DATA SUPPLIED START

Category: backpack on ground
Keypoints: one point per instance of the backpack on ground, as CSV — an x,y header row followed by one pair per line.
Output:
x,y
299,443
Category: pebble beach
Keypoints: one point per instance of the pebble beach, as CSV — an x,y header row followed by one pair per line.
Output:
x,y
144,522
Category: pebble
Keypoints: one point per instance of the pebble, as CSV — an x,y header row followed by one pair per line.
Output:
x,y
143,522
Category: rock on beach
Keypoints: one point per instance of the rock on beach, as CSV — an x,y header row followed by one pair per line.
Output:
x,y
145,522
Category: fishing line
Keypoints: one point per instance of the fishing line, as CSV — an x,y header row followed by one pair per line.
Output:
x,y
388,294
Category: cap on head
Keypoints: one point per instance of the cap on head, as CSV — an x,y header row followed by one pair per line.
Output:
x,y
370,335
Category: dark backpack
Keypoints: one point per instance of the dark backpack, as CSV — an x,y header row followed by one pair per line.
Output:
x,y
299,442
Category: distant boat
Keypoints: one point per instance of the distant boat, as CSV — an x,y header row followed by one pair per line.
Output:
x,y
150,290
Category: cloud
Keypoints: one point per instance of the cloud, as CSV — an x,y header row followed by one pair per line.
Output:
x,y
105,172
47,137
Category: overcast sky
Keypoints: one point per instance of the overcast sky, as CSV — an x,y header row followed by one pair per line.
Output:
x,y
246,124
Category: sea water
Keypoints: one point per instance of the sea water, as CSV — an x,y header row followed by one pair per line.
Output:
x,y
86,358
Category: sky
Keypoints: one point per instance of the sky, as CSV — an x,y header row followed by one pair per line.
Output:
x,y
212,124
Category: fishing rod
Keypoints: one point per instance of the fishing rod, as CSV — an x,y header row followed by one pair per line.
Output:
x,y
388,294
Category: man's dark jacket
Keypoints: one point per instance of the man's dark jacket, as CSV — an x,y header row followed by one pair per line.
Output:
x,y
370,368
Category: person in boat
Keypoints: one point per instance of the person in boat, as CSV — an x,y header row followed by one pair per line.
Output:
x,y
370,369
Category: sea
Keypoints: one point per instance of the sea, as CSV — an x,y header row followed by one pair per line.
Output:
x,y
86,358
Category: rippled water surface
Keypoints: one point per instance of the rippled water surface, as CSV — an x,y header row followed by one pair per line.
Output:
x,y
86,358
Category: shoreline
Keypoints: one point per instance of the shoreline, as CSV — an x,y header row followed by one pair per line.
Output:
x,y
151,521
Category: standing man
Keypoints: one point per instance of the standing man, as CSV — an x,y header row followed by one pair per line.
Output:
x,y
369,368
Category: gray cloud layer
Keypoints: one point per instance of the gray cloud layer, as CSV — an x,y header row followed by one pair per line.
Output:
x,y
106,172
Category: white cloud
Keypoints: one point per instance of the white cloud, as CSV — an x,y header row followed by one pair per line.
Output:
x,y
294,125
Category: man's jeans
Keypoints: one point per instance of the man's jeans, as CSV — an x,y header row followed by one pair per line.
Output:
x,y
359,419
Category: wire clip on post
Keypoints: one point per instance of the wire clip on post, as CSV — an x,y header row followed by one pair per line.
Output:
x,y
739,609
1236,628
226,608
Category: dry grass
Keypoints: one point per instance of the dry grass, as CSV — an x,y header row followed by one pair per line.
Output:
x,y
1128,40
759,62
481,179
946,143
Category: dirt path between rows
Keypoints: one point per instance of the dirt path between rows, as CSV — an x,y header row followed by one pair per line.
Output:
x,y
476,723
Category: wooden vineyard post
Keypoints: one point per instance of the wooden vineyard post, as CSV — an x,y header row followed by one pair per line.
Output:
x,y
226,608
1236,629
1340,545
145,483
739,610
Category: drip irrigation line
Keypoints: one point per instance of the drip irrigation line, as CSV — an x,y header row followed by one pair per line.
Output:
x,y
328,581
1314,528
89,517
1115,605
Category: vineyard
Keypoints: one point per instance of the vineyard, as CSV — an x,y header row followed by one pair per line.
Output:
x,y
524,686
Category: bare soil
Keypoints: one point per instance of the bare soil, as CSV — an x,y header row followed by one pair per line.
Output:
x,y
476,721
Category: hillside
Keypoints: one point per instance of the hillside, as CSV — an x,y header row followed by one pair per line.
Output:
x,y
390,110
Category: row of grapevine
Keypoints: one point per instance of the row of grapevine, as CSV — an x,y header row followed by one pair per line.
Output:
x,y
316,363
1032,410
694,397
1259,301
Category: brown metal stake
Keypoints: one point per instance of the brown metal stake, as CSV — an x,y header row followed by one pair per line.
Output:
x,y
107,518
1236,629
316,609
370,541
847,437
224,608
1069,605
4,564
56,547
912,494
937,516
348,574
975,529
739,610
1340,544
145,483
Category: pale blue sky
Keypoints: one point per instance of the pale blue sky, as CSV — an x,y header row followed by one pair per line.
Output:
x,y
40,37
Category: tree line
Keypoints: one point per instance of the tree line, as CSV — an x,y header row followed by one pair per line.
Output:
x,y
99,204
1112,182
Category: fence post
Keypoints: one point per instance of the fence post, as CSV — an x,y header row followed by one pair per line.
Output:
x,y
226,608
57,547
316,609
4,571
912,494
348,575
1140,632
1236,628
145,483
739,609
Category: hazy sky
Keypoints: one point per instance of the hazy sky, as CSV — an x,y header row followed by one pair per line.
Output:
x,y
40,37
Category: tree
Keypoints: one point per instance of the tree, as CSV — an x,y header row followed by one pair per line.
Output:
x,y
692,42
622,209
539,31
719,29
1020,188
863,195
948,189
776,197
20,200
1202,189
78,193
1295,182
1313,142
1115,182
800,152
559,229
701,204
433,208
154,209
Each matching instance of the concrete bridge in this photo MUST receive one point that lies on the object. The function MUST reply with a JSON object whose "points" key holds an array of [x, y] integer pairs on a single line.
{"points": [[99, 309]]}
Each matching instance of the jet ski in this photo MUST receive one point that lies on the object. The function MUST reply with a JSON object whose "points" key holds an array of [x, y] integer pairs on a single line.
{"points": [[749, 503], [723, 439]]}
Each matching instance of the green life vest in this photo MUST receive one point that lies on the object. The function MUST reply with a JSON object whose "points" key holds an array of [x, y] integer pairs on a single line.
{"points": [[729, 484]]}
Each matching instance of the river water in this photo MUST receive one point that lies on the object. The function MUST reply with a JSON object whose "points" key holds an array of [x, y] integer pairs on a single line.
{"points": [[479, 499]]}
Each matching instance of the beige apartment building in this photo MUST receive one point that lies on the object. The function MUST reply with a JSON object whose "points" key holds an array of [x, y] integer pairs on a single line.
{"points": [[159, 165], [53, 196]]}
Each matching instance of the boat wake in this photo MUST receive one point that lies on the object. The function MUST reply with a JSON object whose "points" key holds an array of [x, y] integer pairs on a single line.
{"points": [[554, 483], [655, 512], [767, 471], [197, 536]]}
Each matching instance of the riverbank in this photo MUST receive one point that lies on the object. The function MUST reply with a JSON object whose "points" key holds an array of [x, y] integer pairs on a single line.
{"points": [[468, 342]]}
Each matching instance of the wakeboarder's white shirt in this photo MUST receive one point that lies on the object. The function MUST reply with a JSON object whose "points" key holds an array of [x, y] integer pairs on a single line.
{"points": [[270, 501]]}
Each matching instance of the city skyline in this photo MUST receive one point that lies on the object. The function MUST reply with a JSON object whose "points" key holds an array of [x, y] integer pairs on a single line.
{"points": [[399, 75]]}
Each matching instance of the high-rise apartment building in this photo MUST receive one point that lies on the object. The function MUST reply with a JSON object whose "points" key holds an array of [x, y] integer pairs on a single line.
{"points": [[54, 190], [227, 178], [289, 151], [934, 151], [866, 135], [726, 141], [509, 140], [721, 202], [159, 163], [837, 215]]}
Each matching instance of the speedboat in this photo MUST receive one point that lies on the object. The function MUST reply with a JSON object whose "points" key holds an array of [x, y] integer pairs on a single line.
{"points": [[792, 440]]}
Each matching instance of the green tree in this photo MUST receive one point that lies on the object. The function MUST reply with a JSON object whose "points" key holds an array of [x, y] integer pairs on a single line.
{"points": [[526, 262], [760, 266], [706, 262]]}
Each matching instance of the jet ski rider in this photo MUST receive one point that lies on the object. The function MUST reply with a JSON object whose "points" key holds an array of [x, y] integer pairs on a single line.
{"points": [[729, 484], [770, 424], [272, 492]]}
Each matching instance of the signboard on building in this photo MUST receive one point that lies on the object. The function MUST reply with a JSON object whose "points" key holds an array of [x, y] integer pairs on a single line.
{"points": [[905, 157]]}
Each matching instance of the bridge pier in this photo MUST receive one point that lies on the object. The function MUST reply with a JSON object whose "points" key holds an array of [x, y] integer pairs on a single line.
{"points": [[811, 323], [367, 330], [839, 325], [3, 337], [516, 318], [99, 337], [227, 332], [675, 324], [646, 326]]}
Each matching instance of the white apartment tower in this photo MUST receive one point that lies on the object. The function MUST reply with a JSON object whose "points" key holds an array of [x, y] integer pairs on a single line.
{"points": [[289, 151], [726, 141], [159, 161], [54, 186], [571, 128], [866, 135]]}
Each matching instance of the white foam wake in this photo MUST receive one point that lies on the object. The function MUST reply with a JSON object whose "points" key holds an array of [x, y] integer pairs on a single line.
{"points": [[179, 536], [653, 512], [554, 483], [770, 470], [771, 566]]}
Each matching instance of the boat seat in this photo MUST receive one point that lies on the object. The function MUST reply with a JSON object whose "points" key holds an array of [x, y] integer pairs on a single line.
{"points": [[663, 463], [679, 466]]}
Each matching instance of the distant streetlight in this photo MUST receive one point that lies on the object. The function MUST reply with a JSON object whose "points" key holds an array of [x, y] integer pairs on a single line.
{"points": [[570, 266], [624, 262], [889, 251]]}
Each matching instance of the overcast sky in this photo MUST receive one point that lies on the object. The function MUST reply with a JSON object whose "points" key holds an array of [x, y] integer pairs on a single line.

DATA SUPPLIED END

| THE PROBLEM |
For each line in the entries that holds "between", return that line.

| EXERCISE RESPONSE |
Category: dirt path between rows
Keypoints: one point per instance of the dirt path between rows, as CSV — an x,y header row followed by one pair per line.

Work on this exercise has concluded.